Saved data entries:
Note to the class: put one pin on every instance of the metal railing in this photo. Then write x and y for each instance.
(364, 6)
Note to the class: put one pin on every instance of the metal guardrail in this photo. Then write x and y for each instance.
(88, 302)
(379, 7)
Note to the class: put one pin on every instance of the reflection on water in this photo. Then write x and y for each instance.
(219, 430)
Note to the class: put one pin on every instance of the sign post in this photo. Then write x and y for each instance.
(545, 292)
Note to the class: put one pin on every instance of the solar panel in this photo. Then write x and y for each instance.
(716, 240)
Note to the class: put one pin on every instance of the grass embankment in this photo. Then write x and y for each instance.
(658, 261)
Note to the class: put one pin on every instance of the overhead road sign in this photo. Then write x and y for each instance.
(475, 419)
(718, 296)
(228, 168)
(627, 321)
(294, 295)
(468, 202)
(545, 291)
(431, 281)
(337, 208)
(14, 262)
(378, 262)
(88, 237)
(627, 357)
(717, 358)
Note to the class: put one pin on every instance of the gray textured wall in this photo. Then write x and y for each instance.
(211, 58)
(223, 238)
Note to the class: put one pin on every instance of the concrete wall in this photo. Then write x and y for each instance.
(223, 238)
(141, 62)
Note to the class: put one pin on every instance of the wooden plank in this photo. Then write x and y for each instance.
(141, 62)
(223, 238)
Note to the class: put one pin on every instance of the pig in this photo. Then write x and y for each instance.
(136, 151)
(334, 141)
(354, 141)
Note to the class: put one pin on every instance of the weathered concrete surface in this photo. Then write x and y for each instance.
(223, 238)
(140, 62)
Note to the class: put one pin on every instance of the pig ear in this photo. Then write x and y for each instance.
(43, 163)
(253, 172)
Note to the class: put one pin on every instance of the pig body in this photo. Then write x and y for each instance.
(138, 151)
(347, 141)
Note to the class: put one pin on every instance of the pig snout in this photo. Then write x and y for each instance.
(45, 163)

WORK ORDER
Please return exactly the lines that run from the line with "of the weathered" through the end of the records above, both included, and nothing more.

EXERCISE ANSWER
Note to the class: put one pin on every instance of the weathered concrete surface in this photo. Then write x and y for each instance.
(223, 238)
(140, 62)
Note to the class: put one pin on every instance of the pig ear in this photo. Then write x and y for each instance.
(43, 163)
(253, 172)
Note to the class: put one pin on every instance of the pig body in this photo. Then write x and y for each instance.
(138, 151)
(347, 141)
Note to the class: put one pin on every instance of the pig snout in this photo. Then write x and y for each instance.
(45, 163)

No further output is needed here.